Point-per-instance localization data:
----

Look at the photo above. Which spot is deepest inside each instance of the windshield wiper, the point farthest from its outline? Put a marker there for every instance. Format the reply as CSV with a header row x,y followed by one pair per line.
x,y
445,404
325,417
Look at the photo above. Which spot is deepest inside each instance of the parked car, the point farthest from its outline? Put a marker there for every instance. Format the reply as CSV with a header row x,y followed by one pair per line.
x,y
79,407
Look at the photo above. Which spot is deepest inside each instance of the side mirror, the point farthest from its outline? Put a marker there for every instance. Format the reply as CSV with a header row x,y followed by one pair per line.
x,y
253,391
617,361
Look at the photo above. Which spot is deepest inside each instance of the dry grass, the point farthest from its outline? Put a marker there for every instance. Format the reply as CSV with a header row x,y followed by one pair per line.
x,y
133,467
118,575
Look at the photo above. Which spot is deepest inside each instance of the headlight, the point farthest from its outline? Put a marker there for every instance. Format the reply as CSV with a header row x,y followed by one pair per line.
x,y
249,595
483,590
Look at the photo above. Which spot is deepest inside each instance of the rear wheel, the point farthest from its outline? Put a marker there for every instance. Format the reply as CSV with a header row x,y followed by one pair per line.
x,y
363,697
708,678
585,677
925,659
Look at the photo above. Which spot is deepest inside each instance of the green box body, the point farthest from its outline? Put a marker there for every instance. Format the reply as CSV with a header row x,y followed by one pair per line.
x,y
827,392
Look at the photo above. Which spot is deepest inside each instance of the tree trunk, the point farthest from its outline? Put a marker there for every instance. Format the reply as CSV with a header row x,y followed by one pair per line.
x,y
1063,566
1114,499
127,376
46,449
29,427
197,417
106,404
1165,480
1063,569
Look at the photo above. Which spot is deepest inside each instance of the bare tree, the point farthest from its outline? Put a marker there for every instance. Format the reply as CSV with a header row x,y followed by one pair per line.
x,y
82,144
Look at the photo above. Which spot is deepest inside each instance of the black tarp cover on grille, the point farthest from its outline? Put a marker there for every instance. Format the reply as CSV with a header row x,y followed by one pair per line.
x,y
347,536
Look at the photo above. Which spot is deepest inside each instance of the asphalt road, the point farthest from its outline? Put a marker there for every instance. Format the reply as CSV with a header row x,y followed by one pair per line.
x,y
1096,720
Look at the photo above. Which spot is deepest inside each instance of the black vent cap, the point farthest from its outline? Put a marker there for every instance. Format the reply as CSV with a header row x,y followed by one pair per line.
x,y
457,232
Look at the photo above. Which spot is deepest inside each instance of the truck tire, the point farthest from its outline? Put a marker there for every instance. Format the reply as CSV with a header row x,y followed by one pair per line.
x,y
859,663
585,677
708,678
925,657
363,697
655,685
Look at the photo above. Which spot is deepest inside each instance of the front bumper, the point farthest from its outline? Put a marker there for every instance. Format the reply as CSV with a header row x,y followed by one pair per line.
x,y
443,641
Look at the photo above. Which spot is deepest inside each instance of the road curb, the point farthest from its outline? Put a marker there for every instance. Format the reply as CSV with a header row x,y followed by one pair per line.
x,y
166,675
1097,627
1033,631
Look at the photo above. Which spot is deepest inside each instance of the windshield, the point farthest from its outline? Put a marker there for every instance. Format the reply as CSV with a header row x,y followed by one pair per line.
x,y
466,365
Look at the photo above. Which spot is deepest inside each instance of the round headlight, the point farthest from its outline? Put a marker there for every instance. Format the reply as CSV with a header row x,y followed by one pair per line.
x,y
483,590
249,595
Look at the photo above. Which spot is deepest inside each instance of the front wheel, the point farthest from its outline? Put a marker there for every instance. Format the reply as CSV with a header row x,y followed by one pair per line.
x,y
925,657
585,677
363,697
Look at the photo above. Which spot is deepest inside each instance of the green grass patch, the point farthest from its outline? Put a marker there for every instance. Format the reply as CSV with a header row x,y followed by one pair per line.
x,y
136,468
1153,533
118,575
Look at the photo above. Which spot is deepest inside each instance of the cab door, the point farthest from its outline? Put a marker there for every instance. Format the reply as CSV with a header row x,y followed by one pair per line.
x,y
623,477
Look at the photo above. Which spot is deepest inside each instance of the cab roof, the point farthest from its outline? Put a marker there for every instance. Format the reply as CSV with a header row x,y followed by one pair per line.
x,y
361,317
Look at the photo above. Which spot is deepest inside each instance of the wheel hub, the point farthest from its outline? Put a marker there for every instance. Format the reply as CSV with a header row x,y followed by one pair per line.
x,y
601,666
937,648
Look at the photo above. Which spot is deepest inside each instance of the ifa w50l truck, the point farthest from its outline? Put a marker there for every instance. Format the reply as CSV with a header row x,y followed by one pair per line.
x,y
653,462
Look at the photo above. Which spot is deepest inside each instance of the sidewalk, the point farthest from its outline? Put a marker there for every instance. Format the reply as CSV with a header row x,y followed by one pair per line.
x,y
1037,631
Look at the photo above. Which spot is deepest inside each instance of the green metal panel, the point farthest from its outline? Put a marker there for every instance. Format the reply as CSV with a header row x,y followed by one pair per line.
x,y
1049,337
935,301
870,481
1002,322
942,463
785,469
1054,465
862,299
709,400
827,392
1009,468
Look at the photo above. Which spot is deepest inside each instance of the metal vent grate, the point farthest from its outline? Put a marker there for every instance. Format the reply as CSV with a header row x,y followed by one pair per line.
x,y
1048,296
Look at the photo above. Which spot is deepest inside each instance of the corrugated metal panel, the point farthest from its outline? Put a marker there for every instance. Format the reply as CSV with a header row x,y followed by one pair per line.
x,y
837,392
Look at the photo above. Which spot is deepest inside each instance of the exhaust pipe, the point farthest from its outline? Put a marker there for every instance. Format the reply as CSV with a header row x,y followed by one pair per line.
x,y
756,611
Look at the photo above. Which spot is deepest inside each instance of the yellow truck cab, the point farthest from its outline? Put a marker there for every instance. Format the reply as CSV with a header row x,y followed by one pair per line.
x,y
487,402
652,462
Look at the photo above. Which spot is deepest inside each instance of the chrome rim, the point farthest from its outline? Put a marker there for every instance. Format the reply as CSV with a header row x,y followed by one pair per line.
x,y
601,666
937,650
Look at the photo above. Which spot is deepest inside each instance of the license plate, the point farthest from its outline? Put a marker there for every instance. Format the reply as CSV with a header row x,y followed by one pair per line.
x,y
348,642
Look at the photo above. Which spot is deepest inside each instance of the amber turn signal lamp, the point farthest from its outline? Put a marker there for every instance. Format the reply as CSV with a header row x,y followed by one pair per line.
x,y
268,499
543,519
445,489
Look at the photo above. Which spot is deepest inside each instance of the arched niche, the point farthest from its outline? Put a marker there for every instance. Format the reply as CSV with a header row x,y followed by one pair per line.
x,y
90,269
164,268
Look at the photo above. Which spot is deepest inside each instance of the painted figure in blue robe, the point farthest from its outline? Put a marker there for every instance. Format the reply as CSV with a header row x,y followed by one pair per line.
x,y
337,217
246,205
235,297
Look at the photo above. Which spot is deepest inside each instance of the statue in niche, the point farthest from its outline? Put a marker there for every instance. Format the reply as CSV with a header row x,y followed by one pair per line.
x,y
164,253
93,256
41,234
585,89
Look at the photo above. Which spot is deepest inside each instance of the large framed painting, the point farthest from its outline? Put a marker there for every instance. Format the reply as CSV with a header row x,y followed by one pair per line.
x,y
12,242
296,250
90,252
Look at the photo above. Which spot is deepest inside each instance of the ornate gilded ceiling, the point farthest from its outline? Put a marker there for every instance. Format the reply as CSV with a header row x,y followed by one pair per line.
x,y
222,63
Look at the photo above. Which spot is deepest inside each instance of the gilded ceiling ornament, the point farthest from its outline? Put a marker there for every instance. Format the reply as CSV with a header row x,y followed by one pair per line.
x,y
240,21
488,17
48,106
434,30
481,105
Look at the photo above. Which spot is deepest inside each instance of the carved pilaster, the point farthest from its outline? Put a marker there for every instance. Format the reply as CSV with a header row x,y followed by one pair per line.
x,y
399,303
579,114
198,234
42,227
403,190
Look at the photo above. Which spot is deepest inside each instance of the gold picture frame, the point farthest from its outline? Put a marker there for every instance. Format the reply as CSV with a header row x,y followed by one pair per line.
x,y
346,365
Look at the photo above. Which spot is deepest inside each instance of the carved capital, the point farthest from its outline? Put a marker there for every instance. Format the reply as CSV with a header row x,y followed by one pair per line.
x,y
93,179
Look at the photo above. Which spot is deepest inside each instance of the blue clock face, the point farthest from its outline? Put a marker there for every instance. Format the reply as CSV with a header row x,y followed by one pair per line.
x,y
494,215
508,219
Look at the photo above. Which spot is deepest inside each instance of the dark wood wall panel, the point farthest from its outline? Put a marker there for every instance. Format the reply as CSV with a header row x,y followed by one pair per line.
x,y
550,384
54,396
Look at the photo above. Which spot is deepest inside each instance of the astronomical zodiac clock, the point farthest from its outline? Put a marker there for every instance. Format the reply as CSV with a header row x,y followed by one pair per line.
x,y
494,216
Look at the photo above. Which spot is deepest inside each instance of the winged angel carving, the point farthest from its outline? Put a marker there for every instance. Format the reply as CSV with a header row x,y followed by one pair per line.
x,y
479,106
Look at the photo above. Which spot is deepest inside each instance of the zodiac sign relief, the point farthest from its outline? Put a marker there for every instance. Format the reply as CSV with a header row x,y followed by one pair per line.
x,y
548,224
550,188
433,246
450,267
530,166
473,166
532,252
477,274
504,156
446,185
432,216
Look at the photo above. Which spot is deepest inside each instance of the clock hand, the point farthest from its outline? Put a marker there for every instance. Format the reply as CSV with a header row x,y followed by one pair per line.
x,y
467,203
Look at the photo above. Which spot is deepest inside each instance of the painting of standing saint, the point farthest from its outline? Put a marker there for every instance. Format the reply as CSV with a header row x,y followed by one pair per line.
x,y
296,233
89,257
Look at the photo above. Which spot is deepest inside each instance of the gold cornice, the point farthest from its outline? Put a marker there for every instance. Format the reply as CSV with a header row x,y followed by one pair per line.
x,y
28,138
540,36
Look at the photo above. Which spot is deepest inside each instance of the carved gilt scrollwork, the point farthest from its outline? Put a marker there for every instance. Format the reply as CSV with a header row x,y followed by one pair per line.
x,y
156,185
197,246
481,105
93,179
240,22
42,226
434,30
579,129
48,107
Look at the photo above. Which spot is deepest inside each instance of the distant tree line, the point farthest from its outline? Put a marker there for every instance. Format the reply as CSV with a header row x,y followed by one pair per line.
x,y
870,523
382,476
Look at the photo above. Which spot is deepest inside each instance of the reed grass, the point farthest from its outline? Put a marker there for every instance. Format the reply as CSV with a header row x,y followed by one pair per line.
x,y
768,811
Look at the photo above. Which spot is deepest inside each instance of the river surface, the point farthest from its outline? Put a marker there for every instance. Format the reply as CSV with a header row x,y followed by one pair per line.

----

WORK TO COMPLETE - The range runs from the line with "of the reed" to the last line of the entries above, both included. Restate it word for word.

WRITTEN ANSWER -
Look at the photo above. Which spot is deepest inside each instance of the reed grass, the point farthest from its outline? Put a marker there for every instance. Format the reply as CSV with a header row x,y followed by one pair per line.
x,y
768,811
Look at the photo above. Which spot is deepest inside each instance of the river surface, the point farthest from its outline? Put a marker there for every instance. Format the reply as CSV with a header row x,y followed by one pair per line.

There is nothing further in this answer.